### Challenge:
Pick out every line in the listing below that contains the word "metal" and copy each of those lines.

### Listing:
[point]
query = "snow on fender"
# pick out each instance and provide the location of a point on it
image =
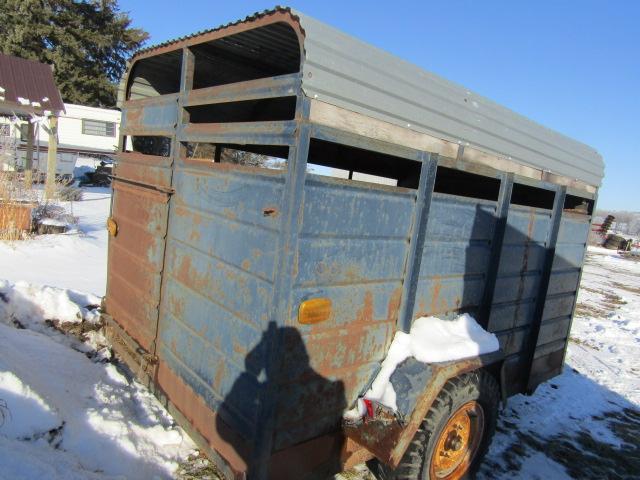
(430, 340)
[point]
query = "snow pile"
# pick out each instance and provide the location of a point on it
(29, 305)
(27, 416)
(94, 418)
(430, 340)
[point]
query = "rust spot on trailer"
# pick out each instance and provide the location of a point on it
(239, 348)
(230, 213)
(387, 438)
(134, 117)
(365, 314)
(177, 306)
(394, 304)
(220, 371)
(270, 212)
(221, 438)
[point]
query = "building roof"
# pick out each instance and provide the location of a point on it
(344, 71)
(27, 86)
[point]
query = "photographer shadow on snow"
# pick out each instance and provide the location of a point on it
(281, 403)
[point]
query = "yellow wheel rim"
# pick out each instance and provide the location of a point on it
(458, 443)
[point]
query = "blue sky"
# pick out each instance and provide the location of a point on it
(572, 65)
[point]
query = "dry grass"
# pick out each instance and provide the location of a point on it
(21, 206)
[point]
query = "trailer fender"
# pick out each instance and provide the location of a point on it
(417, 385)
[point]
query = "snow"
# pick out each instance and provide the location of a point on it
(430, 340)
(53, 222)
(107, 423)
(68, 411)
(74, 260)
(28, 416)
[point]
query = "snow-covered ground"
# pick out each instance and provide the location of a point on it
(74, 260)
(67, 411)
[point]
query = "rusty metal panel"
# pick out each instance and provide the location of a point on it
(352, 249)
(456, 255)
(218, 286)
(136, 255)
(156, 117)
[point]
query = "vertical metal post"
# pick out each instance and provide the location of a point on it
(502, 212)
(182, 117)
(416, 247)
(281, 308)
(582, 259)
(534, 332)
(52, 157)
(28, 166)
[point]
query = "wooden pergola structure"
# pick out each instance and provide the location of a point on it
(28, 90)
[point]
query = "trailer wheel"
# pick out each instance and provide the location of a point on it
(455, 433)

### Result of this exercise:
query = "rusty metal panel"
query = "vertical metal post"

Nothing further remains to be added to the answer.